START Given records
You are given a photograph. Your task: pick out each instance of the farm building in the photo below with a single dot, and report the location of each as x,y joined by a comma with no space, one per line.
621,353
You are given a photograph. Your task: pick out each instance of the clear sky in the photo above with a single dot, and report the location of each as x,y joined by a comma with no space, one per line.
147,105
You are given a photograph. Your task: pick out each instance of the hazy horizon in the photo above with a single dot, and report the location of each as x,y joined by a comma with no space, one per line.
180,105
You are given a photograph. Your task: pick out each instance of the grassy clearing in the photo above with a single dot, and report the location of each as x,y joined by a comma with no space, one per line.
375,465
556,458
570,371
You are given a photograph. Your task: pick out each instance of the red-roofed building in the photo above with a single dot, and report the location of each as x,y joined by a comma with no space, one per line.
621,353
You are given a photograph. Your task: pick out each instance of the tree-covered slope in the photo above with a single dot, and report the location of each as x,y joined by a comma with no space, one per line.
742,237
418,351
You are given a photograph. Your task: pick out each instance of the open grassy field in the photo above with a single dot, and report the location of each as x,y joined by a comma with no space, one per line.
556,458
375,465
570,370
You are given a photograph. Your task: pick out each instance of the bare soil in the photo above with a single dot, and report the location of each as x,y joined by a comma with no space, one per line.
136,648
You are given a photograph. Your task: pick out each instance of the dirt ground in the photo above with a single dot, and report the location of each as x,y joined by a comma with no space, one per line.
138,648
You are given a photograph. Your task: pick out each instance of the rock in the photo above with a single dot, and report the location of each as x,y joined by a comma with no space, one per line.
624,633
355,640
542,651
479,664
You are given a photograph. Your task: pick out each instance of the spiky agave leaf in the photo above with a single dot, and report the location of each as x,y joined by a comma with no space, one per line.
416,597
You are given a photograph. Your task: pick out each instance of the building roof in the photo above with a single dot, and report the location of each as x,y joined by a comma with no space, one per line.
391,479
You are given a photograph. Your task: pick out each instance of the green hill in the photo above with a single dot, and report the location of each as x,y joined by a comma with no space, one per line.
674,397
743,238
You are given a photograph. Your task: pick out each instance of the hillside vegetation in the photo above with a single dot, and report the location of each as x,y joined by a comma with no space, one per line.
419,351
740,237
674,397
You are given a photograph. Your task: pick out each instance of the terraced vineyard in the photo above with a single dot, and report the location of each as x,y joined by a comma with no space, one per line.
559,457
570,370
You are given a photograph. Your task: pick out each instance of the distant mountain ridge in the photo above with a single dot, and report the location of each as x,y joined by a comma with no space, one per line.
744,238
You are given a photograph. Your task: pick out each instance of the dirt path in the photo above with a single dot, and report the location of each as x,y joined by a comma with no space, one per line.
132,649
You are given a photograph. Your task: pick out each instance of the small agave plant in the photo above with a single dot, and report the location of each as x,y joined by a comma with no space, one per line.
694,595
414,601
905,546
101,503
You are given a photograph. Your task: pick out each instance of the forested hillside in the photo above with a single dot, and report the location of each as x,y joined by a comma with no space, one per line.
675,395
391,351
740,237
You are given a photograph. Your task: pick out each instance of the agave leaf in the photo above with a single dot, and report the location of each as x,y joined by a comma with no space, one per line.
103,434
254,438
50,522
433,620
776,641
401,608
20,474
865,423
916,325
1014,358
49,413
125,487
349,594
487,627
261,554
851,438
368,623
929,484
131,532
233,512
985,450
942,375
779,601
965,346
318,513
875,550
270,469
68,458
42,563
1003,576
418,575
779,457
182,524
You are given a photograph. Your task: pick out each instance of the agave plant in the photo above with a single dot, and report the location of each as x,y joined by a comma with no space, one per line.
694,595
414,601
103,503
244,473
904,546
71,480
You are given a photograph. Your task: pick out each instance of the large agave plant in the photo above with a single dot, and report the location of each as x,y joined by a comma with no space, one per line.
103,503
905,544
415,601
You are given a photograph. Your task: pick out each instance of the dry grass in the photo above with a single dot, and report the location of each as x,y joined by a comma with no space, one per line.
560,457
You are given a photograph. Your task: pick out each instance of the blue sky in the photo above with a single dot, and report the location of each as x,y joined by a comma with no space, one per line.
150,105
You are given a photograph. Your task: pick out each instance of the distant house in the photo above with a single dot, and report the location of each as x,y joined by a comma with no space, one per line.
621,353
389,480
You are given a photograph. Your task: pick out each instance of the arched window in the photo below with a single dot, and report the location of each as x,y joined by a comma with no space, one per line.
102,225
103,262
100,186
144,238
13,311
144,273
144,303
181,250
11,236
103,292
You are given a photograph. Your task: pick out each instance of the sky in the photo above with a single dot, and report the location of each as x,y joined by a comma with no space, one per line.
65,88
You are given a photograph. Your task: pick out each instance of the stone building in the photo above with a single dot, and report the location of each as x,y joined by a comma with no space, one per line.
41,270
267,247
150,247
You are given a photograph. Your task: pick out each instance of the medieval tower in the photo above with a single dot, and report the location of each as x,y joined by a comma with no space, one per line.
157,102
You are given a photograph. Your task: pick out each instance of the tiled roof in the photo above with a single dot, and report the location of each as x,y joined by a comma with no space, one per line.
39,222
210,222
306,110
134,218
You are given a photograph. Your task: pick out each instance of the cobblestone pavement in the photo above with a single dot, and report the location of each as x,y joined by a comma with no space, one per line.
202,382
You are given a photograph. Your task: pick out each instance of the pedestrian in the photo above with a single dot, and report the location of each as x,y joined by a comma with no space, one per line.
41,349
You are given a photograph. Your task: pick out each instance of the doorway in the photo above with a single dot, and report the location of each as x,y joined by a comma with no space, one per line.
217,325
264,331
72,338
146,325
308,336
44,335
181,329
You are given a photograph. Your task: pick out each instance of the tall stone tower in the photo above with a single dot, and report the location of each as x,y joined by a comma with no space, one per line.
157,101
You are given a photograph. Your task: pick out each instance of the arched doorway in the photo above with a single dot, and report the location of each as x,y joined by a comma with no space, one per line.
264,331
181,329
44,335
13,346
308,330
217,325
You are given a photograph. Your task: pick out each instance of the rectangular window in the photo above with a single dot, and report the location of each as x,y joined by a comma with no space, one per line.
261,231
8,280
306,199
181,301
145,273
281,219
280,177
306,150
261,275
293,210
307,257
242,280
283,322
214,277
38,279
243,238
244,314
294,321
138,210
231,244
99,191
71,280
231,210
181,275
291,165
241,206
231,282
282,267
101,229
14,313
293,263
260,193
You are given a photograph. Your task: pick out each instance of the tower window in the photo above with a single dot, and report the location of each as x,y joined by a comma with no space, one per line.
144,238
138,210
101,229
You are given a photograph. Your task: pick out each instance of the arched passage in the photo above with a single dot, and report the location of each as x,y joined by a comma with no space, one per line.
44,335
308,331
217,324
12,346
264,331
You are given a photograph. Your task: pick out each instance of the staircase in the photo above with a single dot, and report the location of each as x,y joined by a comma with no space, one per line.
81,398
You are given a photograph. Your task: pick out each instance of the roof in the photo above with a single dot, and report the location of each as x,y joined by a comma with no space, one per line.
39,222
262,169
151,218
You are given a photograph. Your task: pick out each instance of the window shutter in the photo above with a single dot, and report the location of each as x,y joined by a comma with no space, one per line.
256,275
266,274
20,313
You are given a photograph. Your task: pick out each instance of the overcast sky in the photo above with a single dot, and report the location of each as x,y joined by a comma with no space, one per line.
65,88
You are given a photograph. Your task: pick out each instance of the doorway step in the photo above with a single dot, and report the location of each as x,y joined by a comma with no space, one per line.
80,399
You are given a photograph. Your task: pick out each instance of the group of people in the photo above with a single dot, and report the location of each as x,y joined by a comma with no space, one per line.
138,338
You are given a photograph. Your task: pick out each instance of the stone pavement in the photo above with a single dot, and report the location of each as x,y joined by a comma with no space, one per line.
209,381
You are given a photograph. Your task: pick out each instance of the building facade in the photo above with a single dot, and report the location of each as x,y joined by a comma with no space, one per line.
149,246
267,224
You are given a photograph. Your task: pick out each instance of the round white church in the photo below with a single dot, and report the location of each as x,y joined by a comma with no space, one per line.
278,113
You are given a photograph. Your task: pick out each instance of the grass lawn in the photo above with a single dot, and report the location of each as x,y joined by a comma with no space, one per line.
END Given records
● **Requirement**
Repeat exactly, and only, the lines from the line with "of the round" through the end of the listing above, both ends included.

● **Solution below**
You are given a photograph. Your task: pick out each instance of the round white church in the photo below with a single dot, and report the location of each as x,y joined by a comma with no space, one per line.
278,113
You are given a photograph. Your task: pick out each instance of the grass lawn in the photo above with a single dot, and report the location of each as x,y joined by a comma with no space, one per line.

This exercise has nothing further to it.